* Excerpt to read:
------------------------------------------------

I used to believe in crazy love. The kind that happens in the movies. I had this idea in my head that he was out there for me and if I waited long enough and I was patient enough, our world's would collide. He would walk into my life (no white horse needed) and sweep me off my feet. He would better me in every way while loving me like crazy. No matter my faults, my downfalls, my downright annoying habits . . . for some reason, he would just love me. I have loved this way, so I thought someone would want to love me this way. However, I love this way the first go round. Maybe that is why they are always afraid of me. I love with such reckless abandon and people in this world don't know what to do with that anymore. It scares them away. The truth is, men have loved me this way . . . but only after they have broken my heart.
I don't need to test the waters, I never think the grass is greener. I only get into relationships in which I know this man could be who I eventually end up with forever. This is what dating is for right? No seriousness, no messy breakup - you can decide if you want a relationship with someone during the days, weeks or months that lead to making an actual commitment (personally I am extremely confused how people end up in relationship after relationship because I feel very selective as to who I actually call my "boyfriend"). I mean why do we have dating if we are going to jump into bed and relationships with every new person we meet? I think if we are honest with what we want and are looking for and take the time to date; wasted time in relationships that usually lead to broken hearts could be prevented.
I am not going to sugar coat it, I am an intense person. I am filled with a passion and love that most people don't experience in life. It is just who I am. That being said - I have some pretty big downfalls. I speak in a way that I hurt people that care about me. I get defensive to those trying to help me. Something in my past has made me afraid that people are out to get me when they are put in my life to help and better me. I say things that shouldn't be said. I hear myself speaking when I don't want to say a word. I react so quickly that I don't realize what I am doing or saying. I am learning the most about me and who I am at this very moment of my life. I have never been in such a deep place with my self. I feel I have no discipline anywhere. I struggle in many areas. People tell me I am too hard on myself - but if I am not, who will be?

------------------------------------------------

* Task A: Set down the part of the essay on love and dating that starts with "I am not going" and goes on through "who will be?", keeping every word unchanged.
* Task B: From the essay on love and dating, list every shortcoming the writer says the hoped-for man would love her in spite of.
* Task C: Continue the essay on love and dating from the point where it stops.
The listing after this essay is not needed for anything here.

* Exercise data:
------------------------------------------------

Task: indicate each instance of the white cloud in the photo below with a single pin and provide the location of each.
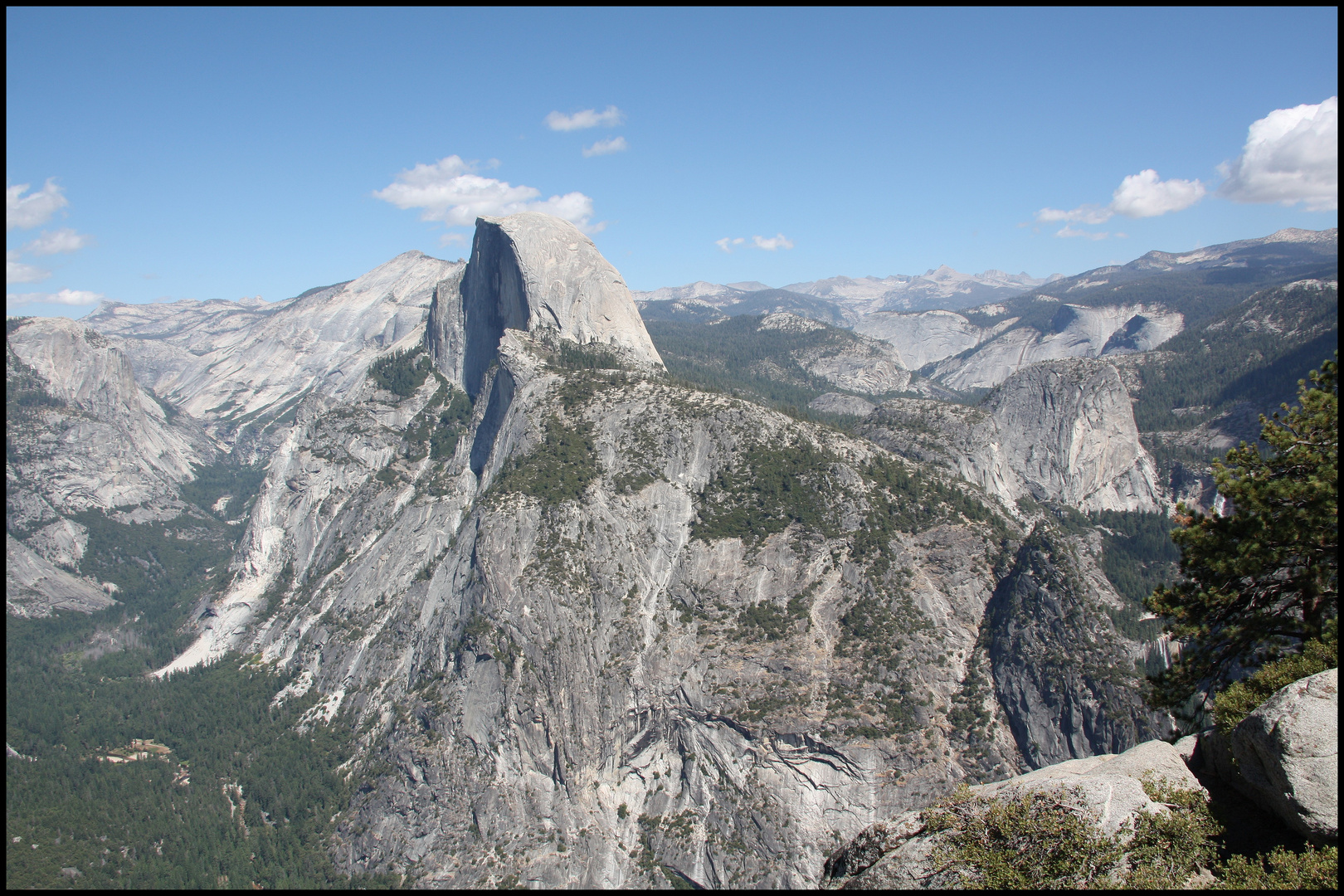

------------------------------------------------

* Written response A:
I am not going to sugar coat it, I am an intense person. I am filled with a passion and love that most people don't experience in life. It is just who I am. That being said - I have some pretty big downfalls. I speak in a way that I hurt people that care about me. I get defensive to those trying to help me. Something in my past has made me afraid that people are out to get me when they are put in my life to help and better me. I say things that shouldn't be said. I hear myself speaking when I don't want to say a word. I react so quickly that I don't realize what I am doing or saying. I am learning the most about me and who I am at this very moment of my life. I have never been in such a deep place with my self. I feel I have no discipline anywhere. I struggle in many areas. People tell me I am too hard on myself - but if I am not, who will be?

* Written response B:
- Her faults
- Her downfalls
- Her downright annoying habits

* Written response C:
My most recent relationship has changed me the most. I met a man that made me want to be better. I had never met anyone that made me want to be better for them. Until him, I had thought I just wanted to be loved. I know now that I need a man who loves me but helps me grow. I don't know if this man loved me or if he can love me, but I know that at this point in my life - he is the most significant piece of helping me find who I am. He is no where near perfect, but I loved him perfectly. I would have loved him forever with anything he brought to me but he didn't want me or at least, he doesn't know what he wants. Never have I had to take the time to feel this heartbreak and recognize that the commonality throughout my life, is myself. He is gone now. I can't have him in my life and let him go. I had to cut him out. I don't know what the future holds, but for now - I am searching. I am in the depths of my soul, buried and drowning in self doubt, realization and rebirth. I have deep pain that I thought I could magically heal with busying myself with friends, hanging out and having fun, with recognizing differences that make us incompatible . . . but so far, I still come home and realize all the hurt is still there. I think I am healing but maybe I am just distracting myself. There must be a reason I am here and I am trying to feel it, learn from it, see what happens next, and be patient to the best of my human ability.
Yes I used to believe in crazy love but after I have had my heart broken more than most people in this world - I don't get what is going on. I hope to start writing about my life every couple of days to try to make sense of the craziness of it all but I guess I can only take it one day at a time and be okay knowing that as time passes, somehow, some way, I will begin to heal. One morning I will wake up and I won't hurt anymore. Will I find the kind of love I have dreamt of? Will this person I love ever come back? Will I stop loving him? I guess I will find out. I just have to wait for now. Maybe something will renew my faith in love. Maybe someone will sweep me away. Perhaps something will captivate me. For now, it's just me and I am doing the best I know how. Maybe it's time to love me first.